# [EXERCISE DIRECTIONS]
Print the line containing "Where can you spot the sitting" and each line after it through the end, please, with nothing added.

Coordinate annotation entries
--*--

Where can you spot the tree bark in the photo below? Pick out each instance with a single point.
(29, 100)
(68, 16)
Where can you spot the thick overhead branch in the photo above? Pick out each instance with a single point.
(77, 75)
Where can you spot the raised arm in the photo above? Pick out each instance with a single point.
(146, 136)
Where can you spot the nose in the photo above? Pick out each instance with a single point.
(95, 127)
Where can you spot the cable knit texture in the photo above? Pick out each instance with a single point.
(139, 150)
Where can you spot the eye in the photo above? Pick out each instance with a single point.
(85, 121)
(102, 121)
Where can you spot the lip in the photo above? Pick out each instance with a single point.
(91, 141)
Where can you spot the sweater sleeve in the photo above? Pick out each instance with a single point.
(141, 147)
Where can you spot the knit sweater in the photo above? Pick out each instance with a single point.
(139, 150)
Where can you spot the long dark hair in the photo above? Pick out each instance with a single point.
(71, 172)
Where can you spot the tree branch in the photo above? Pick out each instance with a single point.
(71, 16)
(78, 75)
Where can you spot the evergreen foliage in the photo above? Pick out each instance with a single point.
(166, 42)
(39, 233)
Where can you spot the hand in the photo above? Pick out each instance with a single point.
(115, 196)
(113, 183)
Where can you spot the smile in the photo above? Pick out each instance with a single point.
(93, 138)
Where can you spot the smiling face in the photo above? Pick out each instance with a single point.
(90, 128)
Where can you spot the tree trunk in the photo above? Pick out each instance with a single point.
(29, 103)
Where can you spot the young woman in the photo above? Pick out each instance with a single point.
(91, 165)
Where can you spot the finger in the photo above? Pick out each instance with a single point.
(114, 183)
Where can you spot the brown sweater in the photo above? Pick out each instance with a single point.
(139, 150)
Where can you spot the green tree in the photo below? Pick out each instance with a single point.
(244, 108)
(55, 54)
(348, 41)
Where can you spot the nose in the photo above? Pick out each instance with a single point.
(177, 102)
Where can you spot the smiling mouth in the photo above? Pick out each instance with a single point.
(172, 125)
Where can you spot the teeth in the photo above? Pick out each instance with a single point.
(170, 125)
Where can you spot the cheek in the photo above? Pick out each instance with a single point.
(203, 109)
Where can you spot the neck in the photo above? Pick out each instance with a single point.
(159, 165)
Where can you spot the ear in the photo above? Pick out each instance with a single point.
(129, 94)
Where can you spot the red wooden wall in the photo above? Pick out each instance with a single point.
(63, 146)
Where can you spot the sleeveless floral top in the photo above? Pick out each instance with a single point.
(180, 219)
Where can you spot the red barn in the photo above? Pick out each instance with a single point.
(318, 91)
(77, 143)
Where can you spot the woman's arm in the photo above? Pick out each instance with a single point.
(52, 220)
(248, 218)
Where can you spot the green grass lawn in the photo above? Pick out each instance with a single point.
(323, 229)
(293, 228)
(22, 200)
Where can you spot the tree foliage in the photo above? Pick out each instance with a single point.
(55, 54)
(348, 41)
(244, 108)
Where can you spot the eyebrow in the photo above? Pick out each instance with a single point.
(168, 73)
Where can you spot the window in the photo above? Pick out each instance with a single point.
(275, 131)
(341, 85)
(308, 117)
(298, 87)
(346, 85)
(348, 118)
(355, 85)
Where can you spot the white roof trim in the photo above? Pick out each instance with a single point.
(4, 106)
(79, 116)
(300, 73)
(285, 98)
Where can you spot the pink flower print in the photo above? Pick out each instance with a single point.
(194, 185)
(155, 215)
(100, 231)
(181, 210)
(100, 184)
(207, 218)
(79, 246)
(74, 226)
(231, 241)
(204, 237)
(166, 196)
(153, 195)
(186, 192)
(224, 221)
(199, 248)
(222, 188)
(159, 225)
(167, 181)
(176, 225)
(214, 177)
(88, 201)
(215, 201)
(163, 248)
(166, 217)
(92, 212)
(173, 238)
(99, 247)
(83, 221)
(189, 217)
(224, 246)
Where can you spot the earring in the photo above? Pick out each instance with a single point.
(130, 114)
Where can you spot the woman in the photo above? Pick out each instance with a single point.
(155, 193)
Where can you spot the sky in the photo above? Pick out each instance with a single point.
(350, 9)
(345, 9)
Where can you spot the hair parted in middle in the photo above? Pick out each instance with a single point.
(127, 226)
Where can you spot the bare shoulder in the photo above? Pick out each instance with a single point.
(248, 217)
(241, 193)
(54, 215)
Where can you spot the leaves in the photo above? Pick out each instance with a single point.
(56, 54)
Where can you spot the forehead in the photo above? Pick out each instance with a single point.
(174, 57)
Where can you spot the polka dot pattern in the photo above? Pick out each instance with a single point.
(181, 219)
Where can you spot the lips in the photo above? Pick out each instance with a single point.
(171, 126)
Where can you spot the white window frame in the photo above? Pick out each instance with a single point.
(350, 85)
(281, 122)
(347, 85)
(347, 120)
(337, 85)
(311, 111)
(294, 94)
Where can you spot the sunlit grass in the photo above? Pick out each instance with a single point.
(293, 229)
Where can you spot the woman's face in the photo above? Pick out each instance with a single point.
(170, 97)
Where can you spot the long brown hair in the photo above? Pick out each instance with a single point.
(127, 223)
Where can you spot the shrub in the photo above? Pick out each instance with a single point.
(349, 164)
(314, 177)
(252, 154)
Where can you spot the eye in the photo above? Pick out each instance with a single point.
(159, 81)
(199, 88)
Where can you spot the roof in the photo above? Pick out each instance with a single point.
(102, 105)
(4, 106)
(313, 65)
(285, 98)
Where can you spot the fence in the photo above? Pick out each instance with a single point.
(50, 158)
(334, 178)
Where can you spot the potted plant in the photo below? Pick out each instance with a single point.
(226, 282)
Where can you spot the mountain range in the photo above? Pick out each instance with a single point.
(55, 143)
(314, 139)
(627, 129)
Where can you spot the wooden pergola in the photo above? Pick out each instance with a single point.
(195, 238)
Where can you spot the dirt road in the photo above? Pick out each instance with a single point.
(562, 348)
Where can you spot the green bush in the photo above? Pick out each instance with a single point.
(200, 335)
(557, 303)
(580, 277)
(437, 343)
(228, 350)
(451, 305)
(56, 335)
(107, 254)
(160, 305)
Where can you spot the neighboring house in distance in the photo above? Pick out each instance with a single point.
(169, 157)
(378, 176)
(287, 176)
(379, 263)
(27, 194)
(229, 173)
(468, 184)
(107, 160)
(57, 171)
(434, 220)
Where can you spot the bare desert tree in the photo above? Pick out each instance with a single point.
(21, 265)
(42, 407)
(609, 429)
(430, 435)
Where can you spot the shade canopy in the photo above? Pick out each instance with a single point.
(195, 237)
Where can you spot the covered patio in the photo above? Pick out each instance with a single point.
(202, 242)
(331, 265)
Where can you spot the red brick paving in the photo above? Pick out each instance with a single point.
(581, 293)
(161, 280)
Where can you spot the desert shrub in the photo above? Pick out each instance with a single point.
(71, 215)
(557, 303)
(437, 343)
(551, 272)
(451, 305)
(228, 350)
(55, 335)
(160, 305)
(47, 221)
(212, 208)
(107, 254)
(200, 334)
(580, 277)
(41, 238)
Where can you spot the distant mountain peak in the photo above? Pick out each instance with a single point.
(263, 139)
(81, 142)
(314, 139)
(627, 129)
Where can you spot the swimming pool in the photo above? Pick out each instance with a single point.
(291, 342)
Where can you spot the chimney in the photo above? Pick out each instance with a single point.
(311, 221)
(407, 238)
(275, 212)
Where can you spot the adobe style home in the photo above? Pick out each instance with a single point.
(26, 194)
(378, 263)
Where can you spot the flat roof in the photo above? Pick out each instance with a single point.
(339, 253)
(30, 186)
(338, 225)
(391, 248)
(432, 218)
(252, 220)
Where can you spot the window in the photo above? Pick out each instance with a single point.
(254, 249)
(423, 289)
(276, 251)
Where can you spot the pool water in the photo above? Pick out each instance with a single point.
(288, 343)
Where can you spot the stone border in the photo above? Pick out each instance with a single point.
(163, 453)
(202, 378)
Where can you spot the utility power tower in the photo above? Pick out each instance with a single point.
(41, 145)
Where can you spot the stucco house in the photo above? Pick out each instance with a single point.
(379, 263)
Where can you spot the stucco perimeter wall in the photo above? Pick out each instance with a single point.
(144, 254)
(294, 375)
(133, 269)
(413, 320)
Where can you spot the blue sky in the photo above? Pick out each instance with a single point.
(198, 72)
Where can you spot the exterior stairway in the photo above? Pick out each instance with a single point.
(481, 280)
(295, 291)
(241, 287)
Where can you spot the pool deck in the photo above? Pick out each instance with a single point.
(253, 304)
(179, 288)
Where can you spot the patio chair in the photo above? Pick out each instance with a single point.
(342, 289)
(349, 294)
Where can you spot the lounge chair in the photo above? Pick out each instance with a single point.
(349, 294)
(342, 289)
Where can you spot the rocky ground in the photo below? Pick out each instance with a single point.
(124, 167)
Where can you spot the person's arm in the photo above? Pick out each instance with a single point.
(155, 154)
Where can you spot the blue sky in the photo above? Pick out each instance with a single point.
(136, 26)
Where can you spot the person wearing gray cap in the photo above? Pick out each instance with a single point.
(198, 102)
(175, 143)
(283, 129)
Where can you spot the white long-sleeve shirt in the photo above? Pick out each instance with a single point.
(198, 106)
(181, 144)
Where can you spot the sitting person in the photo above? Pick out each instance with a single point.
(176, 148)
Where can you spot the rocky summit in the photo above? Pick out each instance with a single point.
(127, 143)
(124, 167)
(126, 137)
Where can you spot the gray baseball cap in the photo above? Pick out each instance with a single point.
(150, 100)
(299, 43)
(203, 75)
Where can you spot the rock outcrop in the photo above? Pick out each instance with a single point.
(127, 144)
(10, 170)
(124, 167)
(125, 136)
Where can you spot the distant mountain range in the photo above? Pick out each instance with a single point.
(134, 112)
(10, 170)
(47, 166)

--*--

# [RESPONSE BELOW]
Where can you spot the sitting person in the photo above? Pick out each instance with a single point.
(176, 148)
Where can you spot the rocky summit in the photo above? Pick out each instance with a single point.
(127, 143)
(124, 167)
(126, 137)
Where can you spot the gray baseball cap in the photo above? Pick out each instance with a single point.
(150, 100)
(299, 43)
(203, 75)
Where can you spot the rock outcrop in the photo above? Pick out each instance with a single point.
(127, 144)
(10, 170)
(124, 167)
(125, 136)
Where can you spot the distant mountain range in the photo above? Pick out each instance with a single point.
(134, 112)
(10, 170)
(47, 166)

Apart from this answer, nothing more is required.